**RECORDS FOR THIS TASK**
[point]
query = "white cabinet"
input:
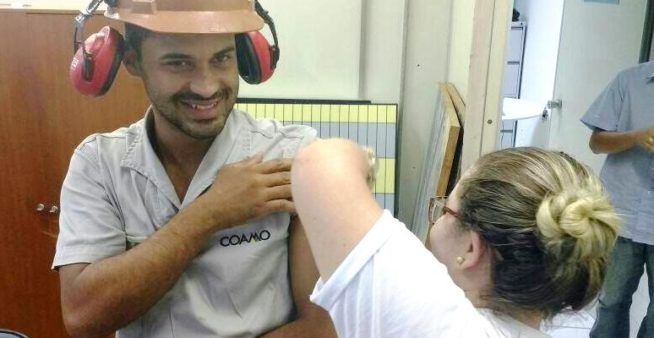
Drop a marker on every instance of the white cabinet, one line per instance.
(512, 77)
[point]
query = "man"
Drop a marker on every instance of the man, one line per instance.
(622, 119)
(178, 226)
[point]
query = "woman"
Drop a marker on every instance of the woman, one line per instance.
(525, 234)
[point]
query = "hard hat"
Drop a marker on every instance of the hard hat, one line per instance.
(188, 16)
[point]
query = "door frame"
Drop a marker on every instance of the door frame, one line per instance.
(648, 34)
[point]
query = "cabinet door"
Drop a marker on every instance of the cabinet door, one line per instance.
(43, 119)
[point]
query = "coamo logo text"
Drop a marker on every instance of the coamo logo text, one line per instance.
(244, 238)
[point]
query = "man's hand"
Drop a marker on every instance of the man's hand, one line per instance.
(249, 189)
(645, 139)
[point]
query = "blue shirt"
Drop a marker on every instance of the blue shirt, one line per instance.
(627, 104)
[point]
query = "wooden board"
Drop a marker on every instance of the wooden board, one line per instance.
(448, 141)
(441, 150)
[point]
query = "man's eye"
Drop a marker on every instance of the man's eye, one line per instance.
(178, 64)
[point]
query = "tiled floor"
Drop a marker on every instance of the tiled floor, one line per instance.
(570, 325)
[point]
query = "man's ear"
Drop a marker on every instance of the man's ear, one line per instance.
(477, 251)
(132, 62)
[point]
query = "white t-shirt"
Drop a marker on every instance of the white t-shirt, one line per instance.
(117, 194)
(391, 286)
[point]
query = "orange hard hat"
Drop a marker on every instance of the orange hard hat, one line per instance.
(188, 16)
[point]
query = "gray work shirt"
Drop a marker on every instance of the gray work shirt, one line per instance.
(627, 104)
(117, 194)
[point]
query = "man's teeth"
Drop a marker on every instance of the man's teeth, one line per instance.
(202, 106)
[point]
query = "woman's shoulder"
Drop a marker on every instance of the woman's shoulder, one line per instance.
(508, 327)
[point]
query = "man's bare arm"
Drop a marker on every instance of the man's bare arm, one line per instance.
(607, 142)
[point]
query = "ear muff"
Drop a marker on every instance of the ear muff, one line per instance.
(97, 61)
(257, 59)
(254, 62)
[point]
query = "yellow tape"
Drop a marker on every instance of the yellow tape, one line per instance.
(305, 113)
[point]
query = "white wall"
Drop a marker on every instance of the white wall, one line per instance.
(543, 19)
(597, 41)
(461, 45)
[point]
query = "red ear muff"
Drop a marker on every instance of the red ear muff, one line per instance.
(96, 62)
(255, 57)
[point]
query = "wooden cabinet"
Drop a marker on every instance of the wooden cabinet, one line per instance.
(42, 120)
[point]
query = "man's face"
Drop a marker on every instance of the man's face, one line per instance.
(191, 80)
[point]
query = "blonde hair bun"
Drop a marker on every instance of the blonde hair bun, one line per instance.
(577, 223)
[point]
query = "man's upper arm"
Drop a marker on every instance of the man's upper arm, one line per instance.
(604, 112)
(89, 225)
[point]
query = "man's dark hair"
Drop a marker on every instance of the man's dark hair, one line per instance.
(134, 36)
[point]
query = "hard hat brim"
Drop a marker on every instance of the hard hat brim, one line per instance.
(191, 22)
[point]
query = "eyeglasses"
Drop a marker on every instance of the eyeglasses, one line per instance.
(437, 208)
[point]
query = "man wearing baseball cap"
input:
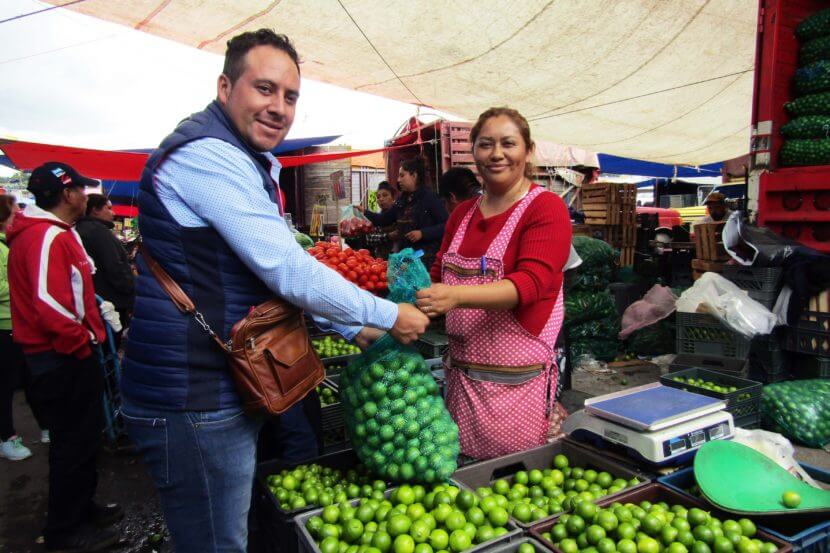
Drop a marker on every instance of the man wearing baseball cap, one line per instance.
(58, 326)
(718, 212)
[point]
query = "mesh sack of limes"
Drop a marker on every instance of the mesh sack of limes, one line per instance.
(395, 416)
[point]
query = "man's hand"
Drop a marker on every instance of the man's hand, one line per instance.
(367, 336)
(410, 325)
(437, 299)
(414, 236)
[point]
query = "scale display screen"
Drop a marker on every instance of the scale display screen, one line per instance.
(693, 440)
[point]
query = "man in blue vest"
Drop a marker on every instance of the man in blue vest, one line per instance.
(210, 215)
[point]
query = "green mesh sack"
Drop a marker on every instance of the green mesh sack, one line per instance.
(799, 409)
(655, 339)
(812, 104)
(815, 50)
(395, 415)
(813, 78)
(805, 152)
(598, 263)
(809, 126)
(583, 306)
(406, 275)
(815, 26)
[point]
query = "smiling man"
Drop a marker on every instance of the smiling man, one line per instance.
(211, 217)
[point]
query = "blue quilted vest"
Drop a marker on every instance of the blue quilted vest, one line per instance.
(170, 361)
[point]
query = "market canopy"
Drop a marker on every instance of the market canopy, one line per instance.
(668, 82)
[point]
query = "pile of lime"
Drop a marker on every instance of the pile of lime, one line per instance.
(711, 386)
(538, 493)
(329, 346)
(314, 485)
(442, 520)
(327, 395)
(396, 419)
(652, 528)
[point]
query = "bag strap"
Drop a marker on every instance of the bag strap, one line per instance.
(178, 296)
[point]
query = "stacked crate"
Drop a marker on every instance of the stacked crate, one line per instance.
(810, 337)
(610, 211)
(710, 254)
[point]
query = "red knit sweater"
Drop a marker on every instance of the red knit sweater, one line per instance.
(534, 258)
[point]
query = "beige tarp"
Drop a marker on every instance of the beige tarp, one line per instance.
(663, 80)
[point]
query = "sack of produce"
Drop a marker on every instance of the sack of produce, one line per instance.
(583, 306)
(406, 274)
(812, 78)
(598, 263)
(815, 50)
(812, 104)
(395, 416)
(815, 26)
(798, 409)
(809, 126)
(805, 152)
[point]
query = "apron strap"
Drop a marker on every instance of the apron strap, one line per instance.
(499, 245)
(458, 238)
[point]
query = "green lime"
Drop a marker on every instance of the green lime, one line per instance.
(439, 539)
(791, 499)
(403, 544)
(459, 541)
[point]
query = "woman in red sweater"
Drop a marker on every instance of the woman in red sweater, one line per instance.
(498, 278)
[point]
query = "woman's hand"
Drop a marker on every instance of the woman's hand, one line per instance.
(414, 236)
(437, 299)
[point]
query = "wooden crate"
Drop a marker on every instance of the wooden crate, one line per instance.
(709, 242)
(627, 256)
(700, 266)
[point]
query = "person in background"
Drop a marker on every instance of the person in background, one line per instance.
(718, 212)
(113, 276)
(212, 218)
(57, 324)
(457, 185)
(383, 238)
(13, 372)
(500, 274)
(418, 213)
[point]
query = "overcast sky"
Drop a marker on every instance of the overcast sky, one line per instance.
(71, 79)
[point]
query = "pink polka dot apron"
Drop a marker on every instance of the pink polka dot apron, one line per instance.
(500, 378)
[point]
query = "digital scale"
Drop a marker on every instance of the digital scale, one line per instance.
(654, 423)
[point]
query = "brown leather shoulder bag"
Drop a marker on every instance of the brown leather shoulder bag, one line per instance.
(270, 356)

**INSTRUCTIONS FOR THE TASK**
Output every entry word for word, but omit the pictures.

**FINISHED TASK**
[point]
query = "white cabinet"
input:
Drop a marker on every instance of the white cabinet, one line per instance.
(512, 77)
[point]
query = "man"
Drop a marker on every instance of the man, one line per instance.
(622, 119)
(178, 226)
[point]
query = "woman"
Drop a marker on every instance of the woman, one line per instance.
(525, 234)
[point]
query = "hard hat"
Drop a marker on every instance of the hard hat, one line per instance.
(188, 16)
[point]
query = "door frame"
Drop a marker on every instance of the door frame, one line per instance.
(648, 34)
[point]
query = "cabinet door"
Drop a marker on every instance of the cabinet door, one line per instance.
(43, 119)
[point]
query = "coamo logo text"
Drop a marker on every instance of the coamo logo text, one line per instance.
(244, 238)
[point]
query = "man's hand"
Drop a marker on every instance of the man's hand, one line per instance.
(249, 189)
(645, 139)
[point]
query = "blue shirt"
Drop a marker on every instance of the blue shirt, one line per instance.
(627, 104)
[point]
query = "wooden board"
Drop a marker on every instance of the wooden board, one line per instance.
(448, 141)
(441, 150)
[point]
query = "man's eye"
Drop a marker on every instance of the man's eye, one line per instance.
(178, 64)
[point]
query = "tiled floor"
Drop a marker on every instance of the tiled floor, one line per instance.
(570, 325)
[point]
query = "man's ear"
Drop a marker on every instance of the man's ear, one line per instance.
(477, 251)
(132, 62)
[point]
query = "white t-shirt"
Drop a marker on every instance of the white t-shirt, one line per instance.
(117, 194)
(391, 286)
[point]
query = "orange hard hat"
Drop a marker on every instance of the orange hard hat, one line per instance.
(188, 16)
[point]
query = "gray work shirt"
Drop a marker on every instance of the gray work shirt, one line per instance.
(627, 104)
(117, 194)
[point]
query = "man's teeth"
Drop a marker on every instance of the man's teeth, one line per instance.
(202, 106)
[point]
query = "woman's shoulder"
Drop a marker on every instance of the woman's shoulder, one line per instance.
(508, 327)
[point]
query = "man's bare arm"
Drop a marker on every instance of the man's bare arm, one line per instance.
(607, 142)
[point]
query = "ear muff"
Drop a marker on every instance of the ear muff, one line per instance.
(97, 61)
(257, 59)
(254, 62)
[point]
query = "yellow tape"
Drop a marker on every instance of the yellow tape, one line per instance.
(305, 113)
[point]
query = "white wall"
Drop a marker on every instance of the white wall, one line per instance.
(543, 19)
(597, 41)
(461, 45)
[point]
query = "red ear muff"
Drop a marker on every instance of the red ear muff, one line per instance.
(96, 62)
(255, 57)
[point]
query = "wooden cabinet"
Drop a marker on every instance of the wooden cabinet, one line per instance.
(42, 120)
[point]
query = "man's face"
Drop a marker on every instance of the man's face, one line per instance.
(191, 80)
[point]
query = "blonde hair bun"
Drop a marker on every instance of the blonde hair bun, one line per instance.
(577, 223)
[point]
query = "man's upper arm"
Drop a marker on every instance of the man's upper arm, one line per instance.
(604, 112)
(89, 225)
[point]
query = "man's dark hair"
Drop a marker on every instance of the man's dark hair, one line per instance.
(134, 36)
[point]
query = "hard hat brim"
Drop a marker on every instance of the hard hat brim, one line per instance.
(191, 22)
[point]
query = "eyeglasses"
Drop a marker on every instance of the eyeglasses, one line per instance.
(437, 208)
[point]
query = "man wearing baseball cap"
input:
Drop a marker on every instance of the man wearing baseball cap, one line per instance.
(58, 326)
(718, 212)
[point]
query = "mesh sack of limes"
Drop a marker on every instance of the mesh sack of limes, one line per instance.
(395, 416)
[point]
query = "man's hand"
Drop a marker on every instance of the man's hand, one line per instance.
(367, 336)
(410, 325)
(437, 299)
(414, 236)
[point]
query = "scale display screen"
Drop a marker on every instance of the scale display screen, one line per instance.
(693, 440)
[point]
query = "man in blue vest"
Drop a marker on every instance of the man in blue vest, one line per instance.
(210, 215)
[point]
query = "green mesh sack"
Drop a marker on every instance of the green mesh sack, one line per instance.
(799, 409)
(655, 339)
(812, 104)
(815, 50)
(395, 415)
(813, 78)
(805, 152)
(598, 263)
(809, 126)
(583, 306)
(406, 275)
(815, 26)
[point]
query = "smiling man"
Drop a marker on every instance of the smiling man, one line per instance.
(211, 217)
[point]
query = "blue quilted vest"
Drop a marker on every instance of the blue quilted vest, one line per instance.
(170, 361)
[point]
query = "market canopy"
Drop a marker on every instance of the market canopy, one line per instance.
(668, 82)
[point]
query = "pile of lime"
Drop a marker on every instance of the pile of lime, one line per instance.
(711, 386)
(538, 493)
(329, 346)
(314, 485)
(442, 520)
(327, 395)
(396, 419)
(652, 528)
[point]
query = "bag strap"
Drop a marker on every instance of the bag strap, one line per instance.
(178, 296)
[point]
query = "stacked crate"
Drop a marker on every instance of the stacked crate, one line per instance.
(810, 337)
(610, 211)
(710, 254)
[point]
query = "red knit sweater"
Drop a marker on every instance of the red knit sweater, one line per instance.
(534, 258)
[point]
query = "beige tarp"
Drop a marker on every instance of the beige tarp, one line per instance.
(663, 80)
[point]
query = "sack of produce"
Drop a marker on every instance of the sack of produce, one line per instance.
(583, 306)
(406, 274)
(812, 78)
(598, 263)
(815, 50)
(812, 104)
(395, 416)
(815, 26)
(798, 409)
(809, 126)
(805, 152)
[point]
query = "apron strap"
Drop a marker on every instance of the apron strap, one line per instance.
(499, 245)
(458, 238)
[point]
query = "green lime"
Drop a marker on every instance of the green lime, one line per instance.
(439, 539)
(791, 499)
(403, 544)
(459, 541)
[point]
query = "woman in red sweater"
Drop a marker on every instance of the woman in red sweater, one line per instance.
(498, 278)
[point]
query = "woman's hand"
Drop a marker on every instance of the woman's hand, one line per instance.
(414, 236)
(437, 299)
[point]
query = "wooden crate"
Drop a marker on every instance of the wooden crate, one line per instance.
(709, 242)
(627, 256)
(700, 266)
[point]
query = "person in background"
Drop a marker on every instance of the person in background, one line per instance.
(718, 212)
(113, 276)
(212, 218)
(57, 324)
(457, 185)
(383, 238)
(13, 372)
(500, 274)
(418, 213)
[point]
query = "overcast sky"
Drop a marker on every instance of the overcast sky, one line per instance.
(71, 79)
[point]
query = "pink polka dot apron"
Drop a marker on every instance of the pink polka dot apron, one line per instance.
(500, 378)
[point]
query = "digital scale"
Drop a marker on every instance of the digital scale, one line per instance.
(654, 423)
[point]
query = "brown leather shoulder bag"
Drop a marker on every instance of the brown leather shoulder bag, one line per instance.
(270, 356)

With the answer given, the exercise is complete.